**Prompt 1**
According to the court excerpt, which three states have adopted the view that the testimony is admissible?
**Prompt 2**
From the court excerpt, pull out the passage that begins with the words containing "On the question" and ends with "in Federal jurisdictions.", copying it word for word.

**Source extract**
With respect to the testimony of the witness in the particulars under review, the trial court instructed the jury as follows:

'You are instructed that testimony by witnesses not having first hand knowledge of the matter stated that certain properties had sold for certain prices shall not be considered as evidence that such properties have sold or that such properties have sold for the prices stated, or as evidence of the market value of the property involved, but may only be considered as being information which the witnesses testified they gathered for the purpose of forming an opinion of the market value of the property involved.'

The question before us in narrowed to that of the admissibility of the testimony of the expert witness concerning sales of which he did not have personal knowledge, and which was offered for the limited purpose we have noted, since neither the qualifications of the expert witness nor the comparability of the sales to which he testified are challenged. See in the latter connection Hays v. State, Tex.Civ.App., 342 S.W.2d 167, State v. Morse, Tex.Civ.App., 342 S.W.2d 165, and State v. Sides, Tex.Civ.App., 348 S.W.2d 446 (all writ refused, n. r. e.) which considered the admissibility of expert testimony as to comparable sales when questioned on the basis that the sales were not sufficiently similar to be comparable but in which the source of information to which the witness testified was not raised.

On the question thus presented there is a division of authority between the courts of other states and between the Courts of Appeals in Federal jurisdictions.

Kentucky, Oregon and New Jersey have adopted the view that the testimony is admissible and that the hearsay exclusion is inapplicable. See Stewart v. Commonwealth, Ky., 337 S.W.2d 880; State v. Parker, 225 Or. 143, 357 P.2d 548; Delaware, L. & W. R. Co. v. City of Hoboken, 16 N.J.Super 543, 85 A.2d 200.

We quote the analysis by the courts in Stewart v. Commonwealth and in Delaware. L. & W. R. Co. v. City of Hoboken, supra.

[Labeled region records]
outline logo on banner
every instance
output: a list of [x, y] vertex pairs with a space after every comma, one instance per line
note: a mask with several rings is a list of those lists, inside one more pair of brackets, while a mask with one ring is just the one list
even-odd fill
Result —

**Correct result 1**
Kentucky, Oregon and New Jersey.

**Correct result 2**
On the question thus presented there is a division of authority between the courts of other states and between the Courts of Appeals in Federal jurisdictions.